TASK REQUIREMENTS
Copy out, word for word, the records from their start through the line containing "negative clicks: (396, 230)".

Stored data
----------
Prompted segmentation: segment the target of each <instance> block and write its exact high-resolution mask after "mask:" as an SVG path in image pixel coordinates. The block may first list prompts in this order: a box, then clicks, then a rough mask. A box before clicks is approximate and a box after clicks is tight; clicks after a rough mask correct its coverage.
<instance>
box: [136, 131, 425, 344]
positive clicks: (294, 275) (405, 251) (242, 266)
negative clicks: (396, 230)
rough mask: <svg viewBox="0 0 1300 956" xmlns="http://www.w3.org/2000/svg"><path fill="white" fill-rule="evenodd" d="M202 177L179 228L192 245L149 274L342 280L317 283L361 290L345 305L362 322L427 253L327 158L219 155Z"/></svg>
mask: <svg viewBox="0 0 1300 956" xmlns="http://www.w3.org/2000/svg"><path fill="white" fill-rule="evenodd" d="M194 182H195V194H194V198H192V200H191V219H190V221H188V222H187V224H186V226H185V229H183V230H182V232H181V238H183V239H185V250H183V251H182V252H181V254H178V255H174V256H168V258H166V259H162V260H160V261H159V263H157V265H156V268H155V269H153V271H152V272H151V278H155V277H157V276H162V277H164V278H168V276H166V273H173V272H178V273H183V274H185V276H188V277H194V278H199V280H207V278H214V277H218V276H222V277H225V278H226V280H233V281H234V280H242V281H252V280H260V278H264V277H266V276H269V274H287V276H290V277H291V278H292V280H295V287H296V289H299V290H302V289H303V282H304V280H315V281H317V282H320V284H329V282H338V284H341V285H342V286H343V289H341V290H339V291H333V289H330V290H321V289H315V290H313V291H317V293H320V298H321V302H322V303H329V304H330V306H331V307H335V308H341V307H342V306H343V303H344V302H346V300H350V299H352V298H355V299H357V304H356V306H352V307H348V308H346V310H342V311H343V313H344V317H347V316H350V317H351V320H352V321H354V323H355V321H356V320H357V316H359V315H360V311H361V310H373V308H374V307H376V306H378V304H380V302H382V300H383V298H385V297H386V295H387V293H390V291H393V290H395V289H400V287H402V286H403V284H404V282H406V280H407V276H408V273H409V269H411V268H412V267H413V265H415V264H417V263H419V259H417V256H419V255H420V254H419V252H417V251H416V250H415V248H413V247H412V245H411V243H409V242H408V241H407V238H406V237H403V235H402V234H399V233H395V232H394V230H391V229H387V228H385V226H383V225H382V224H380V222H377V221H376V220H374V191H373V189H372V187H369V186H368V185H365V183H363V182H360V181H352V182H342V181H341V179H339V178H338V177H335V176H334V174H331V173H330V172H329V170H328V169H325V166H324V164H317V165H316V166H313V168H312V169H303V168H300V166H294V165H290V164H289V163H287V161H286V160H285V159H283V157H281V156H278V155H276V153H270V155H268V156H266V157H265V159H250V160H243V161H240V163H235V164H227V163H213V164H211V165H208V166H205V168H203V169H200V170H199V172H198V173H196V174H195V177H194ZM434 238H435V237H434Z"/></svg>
----------
TASK OUTPUT
Prompted segmentation: segment the target of each <instance> block and write its exact high-resolution mask after "mask:" as an SVG path in image pixel coordinates. The block may first list prompts in this order: a box, then clicks, then a rough mask. A box before clicks is approximate and a box after clicks is tight; clicks after a rough mask correct its coverage.
<instance>
box: [136, 131, 425, 344]
positive clicks: (294, 275) (405, 251) (242, 266)
negative clicks: (396, 230)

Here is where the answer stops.